> [Stated problem]:
Retype the data below word for word, beginning with the line that contains "Target = green potted plant" and continuing through the final line of the data.

> [Given data]:

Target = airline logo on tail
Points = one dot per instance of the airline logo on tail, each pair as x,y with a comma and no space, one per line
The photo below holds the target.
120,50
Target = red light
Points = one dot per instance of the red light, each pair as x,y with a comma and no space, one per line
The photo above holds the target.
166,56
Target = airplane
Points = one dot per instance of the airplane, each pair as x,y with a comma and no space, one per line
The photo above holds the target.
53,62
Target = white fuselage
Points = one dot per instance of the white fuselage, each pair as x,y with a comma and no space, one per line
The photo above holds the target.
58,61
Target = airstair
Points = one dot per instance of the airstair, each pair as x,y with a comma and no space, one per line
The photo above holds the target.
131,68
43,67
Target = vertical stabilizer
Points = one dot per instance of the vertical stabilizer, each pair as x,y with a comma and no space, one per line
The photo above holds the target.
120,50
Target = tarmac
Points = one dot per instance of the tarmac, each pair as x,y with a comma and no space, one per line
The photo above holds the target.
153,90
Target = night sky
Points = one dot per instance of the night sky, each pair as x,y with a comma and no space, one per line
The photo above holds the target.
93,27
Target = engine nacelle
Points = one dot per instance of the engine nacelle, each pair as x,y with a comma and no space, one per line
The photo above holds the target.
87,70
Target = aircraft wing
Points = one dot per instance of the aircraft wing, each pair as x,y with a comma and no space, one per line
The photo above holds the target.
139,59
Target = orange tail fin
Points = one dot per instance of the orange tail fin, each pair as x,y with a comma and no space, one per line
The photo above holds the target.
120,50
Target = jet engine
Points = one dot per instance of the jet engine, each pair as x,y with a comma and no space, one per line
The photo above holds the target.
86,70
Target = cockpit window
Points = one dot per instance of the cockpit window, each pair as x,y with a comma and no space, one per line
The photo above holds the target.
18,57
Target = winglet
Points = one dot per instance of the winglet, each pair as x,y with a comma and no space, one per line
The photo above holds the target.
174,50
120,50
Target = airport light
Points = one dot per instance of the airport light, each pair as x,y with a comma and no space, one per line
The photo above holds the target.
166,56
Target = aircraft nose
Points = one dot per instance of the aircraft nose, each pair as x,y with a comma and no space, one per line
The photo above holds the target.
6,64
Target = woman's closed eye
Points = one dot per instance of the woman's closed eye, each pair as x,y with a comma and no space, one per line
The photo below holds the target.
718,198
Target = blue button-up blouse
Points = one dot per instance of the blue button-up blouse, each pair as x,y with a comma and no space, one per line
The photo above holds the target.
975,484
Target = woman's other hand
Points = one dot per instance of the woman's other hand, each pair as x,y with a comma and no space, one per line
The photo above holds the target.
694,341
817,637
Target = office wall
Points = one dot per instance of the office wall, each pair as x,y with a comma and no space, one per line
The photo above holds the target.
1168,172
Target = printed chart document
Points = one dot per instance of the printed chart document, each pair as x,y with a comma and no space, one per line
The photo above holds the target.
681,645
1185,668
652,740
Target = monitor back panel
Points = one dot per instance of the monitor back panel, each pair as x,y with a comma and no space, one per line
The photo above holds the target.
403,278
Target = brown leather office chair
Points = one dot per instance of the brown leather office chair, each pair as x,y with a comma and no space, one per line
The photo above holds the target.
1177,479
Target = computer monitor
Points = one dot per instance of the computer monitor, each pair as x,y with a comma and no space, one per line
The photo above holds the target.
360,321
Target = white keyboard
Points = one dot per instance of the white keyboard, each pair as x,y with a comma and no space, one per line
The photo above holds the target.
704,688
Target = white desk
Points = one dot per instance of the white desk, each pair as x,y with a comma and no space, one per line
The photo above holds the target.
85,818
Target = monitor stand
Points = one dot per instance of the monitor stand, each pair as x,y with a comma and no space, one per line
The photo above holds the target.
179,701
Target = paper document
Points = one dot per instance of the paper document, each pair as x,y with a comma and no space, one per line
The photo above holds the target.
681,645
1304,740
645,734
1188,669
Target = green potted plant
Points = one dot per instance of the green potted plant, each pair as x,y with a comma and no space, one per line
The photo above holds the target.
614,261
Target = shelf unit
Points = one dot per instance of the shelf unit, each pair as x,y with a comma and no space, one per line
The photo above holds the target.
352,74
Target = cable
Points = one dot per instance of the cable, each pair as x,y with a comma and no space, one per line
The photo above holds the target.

> [Finished task]:
Target = green potted plant
Points = one dot per instance of the green potted plant, each pair as x,y with a comma and no space, one per line
The photo above holds the target.
614,261
Target = shelf unit
Points = one dot per instance of the shelf unit, each pair as x,y with a comma and no space, one per line
The photo above holds the target.
352,74
Target = cable
Points = one dot per instance of the cable, each pair as x,y with a comma and no space, one per line
The photo above holds the target.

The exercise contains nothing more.